**Try it:** Each line in the data holding "door" should be listed.

**Provided records:**
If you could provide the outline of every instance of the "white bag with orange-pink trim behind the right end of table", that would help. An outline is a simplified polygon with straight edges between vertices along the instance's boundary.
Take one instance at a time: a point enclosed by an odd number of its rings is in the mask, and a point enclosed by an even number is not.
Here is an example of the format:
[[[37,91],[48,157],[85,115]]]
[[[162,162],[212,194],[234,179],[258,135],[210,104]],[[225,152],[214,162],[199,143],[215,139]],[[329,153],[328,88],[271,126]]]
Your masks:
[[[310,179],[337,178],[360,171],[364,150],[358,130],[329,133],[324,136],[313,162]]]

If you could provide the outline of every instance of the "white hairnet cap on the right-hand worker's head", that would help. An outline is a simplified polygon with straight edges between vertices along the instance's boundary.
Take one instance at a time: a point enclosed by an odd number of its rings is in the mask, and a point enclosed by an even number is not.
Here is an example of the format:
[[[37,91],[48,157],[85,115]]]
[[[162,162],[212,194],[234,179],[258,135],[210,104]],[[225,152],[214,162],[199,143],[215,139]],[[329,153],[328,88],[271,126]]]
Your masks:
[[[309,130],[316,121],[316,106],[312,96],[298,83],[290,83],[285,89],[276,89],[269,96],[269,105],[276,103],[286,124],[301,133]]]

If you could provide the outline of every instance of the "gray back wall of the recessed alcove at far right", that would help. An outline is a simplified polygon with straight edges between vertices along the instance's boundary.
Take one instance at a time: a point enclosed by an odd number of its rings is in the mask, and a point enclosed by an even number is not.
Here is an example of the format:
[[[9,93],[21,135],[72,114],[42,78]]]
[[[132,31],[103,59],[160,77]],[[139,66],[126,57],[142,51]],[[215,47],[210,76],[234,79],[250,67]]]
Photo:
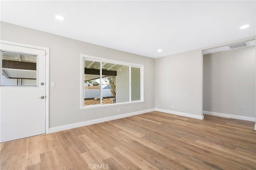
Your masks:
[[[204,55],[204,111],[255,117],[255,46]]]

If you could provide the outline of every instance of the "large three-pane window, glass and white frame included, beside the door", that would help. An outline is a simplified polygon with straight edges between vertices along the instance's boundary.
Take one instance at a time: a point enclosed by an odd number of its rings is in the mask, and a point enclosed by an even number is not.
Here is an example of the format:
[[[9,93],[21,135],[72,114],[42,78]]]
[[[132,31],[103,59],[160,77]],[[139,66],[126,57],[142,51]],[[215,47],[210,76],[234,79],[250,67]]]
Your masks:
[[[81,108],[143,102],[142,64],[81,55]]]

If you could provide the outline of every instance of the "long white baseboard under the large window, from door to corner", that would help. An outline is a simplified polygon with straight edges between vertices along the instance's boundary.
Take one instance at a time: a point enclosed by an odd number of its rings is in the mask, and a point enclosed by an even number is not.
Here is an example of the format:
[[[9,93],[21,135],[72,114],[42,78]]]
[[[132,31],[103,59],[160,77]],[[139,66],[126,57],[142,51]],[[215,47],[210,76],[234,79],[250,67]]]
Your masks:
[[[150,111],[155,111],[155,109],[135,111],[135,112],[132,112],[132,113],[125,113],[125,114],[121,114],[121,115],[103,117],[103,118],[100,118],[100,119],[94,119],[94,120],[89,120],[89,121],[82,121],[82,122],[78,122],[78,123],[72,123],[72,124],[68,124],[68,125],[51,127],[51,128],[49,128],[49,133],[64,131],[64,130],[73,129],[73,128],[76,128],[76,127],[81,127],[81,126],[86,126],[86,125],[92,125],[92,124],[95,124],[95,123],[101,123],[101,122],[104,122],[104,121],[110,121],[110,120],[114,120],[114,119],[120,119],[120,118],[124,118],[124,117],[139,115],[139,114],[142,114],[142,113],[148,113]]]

**Answer to the problem:**
If you could provide the outline of every instance of the "large three-pane window, glass and white frame included, beside the door", that would help. An outline is a simplified polygon with straight edges between vertices along the instance's boundary.
If you could provide the outline of every instance of the "long white baseboard under the large window, from door to corner", that would help. An outline is a simplified polygon with straight edges between vertices along the instance's boundary.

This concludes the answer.